Document section:
My favorite experience was actually running the “Run to Remember” half marathon in the morning, then traveling 3 hours to run the Romantic Castle half marathon in the evening.  It was really a grueling day.  But the second was a much more forgiving course, and the people were very friendly. Plus, the view was fantastic — Neuschwanstein Schloss, the real “Walt Disney Castle” in the distance.

And your worst running experience in Europe?

My worst experience running in Europe was also the funniest experience.  I am not sure why Europeans like to dress in costume to run, but they really do.  A group of friends decided to run the Champagne Valley half marathon in medieval Rheims, France – the capital of the Champagne district.

I was warned there would be people in costumes, but that it nevertheless was a “serious” race.  At the starting line, we were amazed to see a complete hospital bed, including an “IV fluid pole” right behind us, with 8 or 10 “doctors” and one really small “patient.”

As we began to run, I was confused by the people carrying water bottles during a race. The reason for this dawned on me about four miles into the race, when we finally reached our first water station.  I realized that, when you run through fields, there aren’t really wide roads, or places to set up water stations.  In consequence, we would only have hydration stations when we were in the French villages.  (An important lesson learned: check the course map for hydration stations, and plan accordingly.)

Once I recovered from the realization that I was not going to have water regularly, my goal for the race shifted significantly. I was pleasantly surprised to learn that in the last half of the race, champagne was served in the “hydration stations.”  In short, it was not a record-setting day, but it was an important lesson learned.

Doctor Julie’s Advice for New Runners

  • Get good shoes. They really are worth it.  Talk with your doctor, physical therapist, or go to a specialty running store. 
  • Get cute workout clothes.  It’s not always about how good you run, but how good you look doing it!  You are more likely to get out there, if you have cute clothes to wear.

Input data:
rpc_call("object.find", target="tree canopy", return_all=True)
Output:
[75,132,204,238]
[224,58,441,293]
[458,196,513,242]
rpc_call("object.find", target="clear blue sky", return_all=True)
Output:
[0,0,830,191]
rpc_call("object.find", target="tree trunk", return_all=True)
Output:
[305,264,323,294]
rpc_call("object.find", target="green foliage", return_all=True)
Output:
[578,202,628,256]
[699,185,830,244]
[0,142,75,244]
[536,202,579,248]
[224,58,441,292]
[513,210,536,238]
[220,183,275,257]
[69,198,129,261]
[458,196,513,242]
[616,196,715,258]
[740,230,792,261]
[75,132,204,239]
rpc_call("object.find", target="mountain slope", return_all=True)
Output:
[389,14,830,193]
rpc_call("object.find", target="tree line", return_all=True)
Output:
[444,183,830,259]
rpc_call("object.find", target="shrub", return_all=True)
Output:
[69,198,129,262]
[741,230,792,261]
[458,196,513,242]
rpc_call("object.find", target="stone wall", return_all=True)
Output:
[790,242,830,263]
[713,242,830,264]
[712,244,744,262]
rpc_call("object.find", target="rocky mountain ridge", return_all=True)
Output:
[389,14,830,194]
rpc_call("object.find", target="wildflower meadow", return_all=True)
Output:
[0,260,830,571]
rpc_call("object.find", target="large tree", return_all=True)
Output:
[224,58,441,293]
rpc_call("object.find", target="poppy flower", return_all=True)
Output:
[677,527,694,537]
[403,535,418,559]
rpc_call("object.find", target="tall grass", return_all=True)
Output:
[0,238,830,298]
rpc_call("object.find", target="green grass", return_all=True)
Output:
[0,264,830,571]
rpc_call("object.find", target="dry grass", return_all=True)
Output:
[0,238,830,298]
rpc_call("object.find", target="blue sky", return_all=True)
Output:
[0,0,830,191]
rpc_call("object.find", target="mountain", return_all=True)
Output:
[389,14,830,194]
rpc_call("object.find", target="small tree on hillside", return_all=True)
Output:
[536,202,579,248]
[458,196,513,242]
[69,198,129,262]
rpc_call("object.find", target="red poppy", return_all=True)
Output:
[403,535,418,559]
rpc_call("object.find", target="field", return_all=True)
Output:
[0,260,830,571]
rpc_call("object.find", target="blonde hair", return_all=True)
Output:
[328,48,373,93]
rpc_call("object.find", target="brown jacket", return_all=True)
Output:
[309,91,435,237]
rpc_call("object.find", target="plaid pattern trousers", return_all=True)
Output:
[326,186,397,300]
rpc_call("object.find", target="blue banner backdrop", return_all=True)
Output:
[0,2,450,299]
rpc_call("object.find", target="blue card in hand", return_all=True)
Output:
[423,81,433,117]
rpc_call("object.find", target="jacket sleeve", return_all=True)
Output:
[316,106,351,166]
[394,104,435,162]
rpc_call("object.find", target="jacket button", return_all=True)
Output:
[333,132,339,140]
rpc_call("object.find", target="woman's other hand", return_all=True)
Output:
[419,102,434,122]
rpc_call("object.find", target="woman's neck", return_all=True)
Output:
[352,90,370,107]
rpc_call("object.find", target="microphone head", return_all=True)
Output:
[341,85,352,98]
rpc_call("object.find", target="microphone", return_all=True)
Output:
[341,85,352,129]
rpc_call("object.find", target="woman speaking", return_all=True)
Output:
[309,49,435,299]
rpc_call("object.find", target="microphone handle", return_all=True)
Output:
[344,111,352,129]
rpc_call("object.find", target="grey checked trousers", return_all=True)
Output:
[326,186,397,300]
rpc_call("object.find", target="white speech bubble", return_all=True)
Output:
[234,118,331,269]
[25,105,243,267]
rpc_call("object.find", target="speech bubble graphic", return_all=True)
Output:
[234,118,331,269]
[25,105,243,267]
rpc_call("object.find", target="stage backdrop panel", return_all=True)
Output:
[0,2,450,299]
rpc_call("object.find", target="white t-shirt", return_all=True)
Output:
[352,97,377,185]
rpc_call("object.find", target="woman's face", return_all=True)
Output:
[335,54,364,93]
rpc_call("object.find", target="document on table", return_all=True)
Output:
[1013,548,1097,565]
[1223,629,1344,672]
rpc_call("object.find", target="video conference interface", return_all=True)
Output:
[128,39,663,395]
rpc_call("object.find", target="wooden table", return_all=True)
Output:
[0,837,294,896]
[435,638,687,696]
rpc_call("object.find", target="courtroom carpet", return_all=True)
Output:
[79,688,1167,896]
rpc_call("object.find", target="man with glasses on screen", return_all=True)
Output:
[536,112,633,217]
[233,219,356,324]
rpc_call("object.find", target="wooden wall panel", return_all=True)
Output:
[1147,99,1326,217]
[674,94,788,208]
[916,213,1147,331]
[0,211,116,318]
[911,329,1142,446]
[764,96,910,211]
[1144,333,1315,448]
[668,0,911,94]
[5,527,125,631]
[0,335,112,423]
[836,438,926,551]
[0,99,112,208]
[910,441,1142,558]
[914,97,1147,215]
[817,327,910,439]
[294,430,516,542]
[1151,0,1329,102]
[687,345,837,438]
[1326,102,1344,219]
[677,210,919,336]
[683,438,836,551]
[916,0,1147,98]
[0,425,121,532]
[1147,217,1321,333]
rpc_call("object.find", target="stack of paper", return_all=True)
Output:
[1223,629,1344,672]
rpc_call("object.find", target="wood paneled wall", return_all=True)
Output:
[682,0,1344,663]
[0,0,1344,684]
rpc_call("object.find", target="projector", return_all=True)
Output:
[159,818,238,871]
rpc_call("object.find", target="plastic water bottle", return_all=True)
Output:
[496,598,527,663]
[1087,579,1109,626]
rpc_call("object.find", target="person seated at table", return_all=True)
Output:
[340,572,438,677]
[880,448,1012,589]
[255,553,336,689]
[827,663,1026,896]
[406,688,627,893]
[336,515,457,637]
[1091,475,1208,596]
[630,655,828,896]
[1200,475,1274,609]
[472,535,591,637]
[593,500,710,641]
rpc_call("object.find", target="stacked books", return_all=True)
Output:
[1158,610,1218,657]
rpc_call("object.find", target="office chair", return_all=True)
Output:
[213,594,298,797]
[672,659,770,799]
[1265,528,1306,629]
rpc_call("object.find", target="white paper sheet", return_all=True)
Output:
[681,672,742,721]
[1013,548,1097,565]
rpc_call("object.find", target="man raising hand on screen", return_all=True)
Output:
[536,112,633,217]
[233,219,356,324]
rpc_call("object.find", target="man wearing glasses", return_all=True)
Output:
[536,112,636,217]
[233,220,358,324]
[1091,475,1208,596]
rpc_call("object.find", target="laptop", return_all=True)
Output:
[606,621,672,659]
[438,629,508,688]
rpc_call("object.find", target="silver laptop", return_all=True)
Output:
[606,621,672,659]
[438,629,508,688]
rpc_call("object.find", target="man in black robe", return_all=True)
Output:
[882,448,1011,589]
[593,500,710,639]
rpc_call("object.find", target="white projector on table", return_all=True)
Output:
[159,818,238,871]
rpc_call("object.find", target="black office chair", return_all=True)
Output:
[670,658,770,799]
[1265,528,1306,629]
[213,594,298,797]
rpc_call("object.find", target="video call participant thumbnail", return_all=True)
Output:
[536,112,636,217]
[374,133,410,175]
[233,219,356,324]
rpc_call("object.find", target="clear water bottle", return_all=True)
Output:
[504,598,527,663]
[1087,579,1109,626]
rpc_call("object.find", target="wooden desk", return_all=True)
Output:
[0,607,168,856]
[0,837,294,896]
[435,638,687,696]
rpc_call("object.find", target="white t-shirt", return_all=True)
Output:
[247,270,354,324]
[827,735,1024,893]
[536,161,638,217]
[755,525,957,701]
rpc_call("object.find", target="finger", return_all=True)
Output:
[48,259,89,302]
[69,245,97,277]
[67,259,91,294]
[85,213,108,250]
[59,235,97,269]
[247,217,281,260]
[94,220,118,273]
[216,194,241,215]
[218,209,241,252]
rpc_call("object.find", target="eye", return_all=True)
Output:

Problem set:
[1] Reproduce the piece on running in Europe from the words "My worst experience" through "the Champagne district.", switching "friends" to "coworkers".
[2] According to the piece on running in Europe, what was served at the hydration stations in the last half of the Champagne Valley half marathon?

Answers for the tasks:
[1]
My worst experience running in Europe was also the funniest experience.  I am not sure why Europeans like to dress in costume to run, but they really do.  A group of coworkers decided to run the Champagne Valley half marathon in medieval Rheims, France – the capital of the Champagne district.

[2] Champagne.